--- STATED EXERCISE ---
Put everything below, from the line containing "Where can you find the beet plant" down to the end of the records, into a numbered list with no blank lines.

--- INFORMATION GIVEN ---
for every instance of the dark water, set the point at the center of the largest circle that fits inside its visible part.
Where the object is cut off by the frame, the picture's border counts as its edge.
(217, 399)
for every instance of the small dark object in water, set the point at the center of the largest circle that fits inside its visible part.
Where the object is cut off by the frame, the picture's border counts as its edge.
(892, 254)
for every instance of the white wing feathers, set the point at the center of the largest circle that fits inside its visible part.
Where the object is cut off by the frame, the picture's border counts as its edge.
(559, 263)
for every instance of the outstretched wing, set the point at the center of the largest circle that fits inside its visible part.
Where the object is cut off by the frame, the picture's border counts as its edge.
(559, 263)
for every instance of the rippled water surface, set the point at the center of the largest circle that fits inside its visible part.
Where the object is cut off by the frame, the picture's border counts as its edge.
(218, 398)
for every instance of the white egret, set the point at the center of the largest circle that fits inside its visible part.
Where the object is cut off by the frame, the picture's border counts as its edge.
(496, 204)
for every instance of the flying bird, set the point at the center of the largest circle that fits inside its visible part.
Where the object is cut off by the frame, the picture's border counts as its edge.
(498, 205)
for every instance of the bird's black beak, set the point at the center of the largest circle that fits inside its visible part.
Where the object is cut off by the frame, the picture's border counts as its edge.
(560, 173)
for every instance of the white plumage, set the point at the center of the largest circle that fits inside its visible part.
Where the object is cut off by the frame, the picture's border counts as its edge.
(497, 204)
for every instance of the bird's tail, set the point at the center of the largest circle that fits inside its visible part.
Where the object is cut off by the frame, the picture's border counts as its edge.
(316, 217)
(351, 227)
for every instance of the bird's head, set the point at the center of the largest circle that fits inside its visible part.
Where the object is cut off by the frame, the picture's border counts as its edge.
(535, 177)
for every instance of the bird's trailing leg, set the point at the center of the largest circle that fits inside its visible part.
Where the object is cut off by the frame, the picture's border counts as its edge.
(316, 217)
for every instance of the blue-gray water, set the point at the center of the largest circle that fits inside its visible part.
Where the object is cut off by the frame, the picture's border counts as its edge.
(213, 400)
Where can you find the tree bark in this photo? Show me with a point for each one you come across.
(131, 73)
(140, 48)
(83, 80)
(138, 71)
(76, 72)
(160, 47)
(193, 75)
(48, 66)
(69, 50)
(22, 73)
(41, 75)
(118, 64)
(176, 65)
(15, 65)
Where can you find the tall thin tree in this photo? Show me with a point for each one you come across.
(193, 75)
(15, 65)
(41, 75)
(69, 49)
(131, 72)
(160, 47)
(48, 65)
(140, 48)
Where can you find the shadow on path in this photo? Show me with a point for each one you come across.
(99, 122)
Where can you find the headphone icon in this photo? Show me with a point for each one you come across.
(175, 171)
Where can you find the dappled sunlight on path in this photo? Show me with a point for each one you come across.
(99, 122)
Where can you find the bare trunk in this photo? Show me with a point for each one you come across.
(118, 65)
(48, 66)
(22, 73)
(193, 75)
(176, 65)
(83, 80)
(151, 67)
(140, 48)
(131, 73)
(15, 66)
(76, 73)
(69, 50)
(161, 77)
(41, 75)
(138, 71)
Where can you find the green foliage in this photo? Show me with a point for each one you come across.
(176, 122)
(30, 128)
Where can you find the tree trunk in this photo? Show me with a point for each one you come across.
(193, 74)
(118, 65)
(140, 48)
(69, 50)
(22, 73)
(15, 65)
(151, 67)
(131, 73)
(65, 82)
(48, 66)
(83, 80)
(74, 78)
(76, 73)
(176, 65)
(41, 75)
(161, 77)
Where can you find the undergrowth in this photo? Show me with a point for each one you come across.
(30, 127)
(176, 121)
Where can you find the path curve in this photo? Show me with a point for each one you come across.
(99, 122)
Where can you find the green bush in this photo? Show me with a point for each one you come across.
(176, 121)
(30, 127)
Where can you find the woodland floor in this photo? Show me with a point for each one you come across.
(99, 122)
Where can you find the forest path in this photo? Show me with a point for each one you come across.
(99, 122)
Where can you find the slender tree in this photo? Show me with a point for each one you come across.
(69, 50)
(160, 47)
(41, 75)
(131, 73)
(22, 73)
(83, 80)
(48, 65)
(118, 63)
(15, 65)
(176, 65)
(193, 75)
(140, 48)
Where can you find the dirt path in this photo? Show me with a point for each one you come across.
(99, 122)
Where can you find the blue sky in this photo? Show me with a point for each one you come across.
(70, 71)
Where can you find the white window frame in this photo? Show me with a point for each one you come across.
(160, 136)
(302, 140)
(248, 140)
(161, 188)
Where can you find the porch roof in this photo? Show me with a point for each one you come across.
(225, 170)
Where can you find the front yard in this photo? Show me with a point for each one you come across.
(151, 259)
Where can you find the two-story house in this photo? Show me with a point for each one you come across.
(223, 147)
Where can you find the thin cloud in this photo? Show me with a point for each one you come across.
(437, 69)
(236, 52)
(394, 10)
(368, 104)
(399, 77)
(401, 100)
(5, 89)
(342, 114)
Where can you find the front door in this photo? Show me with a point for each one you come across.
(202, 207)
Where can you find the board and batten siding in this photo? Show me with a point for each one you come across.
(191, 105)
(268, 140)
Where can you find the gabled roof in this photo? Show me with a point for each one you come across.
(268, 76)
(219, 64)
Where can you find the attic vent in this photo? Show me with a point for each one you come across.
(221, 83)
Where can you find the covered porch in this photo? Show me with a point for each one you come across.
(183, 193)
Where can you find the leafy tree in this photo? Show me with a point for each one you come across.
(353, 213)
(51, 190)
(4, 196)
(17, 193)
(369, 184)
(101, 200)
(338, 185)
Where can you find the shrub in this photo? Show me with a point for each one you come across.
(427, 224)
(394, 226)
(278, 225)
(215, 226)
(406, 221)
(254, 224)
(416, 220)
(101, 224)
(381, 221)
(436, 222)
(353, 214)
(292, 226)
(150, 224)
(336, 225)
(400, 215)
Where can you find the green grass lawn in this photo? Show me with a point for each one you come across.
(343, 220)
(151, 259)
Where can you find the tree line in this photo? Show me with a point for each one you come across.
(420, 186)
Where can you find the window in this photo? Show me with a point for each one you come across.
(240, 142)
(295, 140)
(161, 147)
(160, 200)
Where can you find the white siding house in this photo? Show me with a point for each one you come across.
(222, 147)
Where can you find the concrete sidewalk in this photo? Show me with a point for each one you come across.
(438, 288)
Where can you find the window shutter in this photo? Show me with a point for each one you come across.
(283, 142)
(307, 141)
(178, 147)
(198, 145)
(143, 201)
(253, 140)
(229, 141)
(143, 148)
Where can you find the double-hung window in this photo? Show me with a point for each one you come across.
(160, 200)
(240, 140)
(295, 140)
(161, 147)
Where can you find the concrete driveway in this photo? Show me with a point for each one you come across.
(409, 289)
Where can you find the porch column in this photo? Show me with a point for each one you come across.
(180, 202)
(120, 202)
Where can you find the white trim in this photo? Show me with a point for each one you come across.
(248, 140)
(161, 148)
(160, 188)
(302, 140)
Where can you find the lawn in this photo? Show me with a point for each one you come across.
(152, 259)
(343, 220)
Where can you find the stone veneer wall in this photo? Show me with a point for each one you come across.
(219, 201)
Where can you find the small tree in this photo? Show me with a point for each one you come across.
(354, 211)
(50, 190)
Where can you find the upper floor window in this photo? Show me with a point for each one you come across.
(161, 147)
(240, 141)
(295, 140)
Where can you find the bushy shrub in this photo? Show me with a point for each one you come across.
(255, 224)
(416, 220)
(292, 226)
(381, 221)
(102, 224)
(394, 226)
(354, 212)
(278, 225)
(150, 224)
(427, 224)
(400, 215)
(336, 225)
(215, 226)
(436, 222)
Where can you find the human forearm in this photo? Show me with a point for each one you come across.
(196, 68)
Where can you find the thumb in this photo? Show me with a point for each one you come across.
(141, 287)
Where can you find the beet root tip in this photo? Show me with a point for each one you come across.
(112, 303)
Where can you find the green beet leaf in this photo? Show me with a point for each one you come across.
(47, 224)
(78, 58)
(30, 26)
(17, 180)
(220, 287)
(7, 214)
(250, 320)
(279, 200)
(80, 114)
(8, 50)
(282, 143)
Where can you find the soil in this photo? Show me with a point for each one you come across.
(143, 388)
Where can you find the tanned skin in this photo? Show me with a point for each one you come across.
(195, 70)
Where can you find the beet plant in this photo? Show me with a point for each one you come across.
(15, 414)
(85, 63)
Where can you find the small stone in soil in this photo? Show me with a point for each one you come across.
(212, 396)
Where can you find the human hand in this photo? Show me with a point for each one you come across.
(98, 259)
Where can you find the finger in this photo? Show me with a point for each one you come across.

--- RIGHT ANSWER ---
1. Where can you find the beet plant in this photo? Show me with a point for each one you come across.
2. (15, 414)
3. (85, 63)
4. Where can you find the small stone in soil in this photo? Show me with a point for each one you come across.
5. (212, 396)
6. Where can you find the human hand in this photo? Show me with a point for each one you come across.
7. (98, 259)
8. Where can you find the finger in this photo? Show me with a point for each one you come across.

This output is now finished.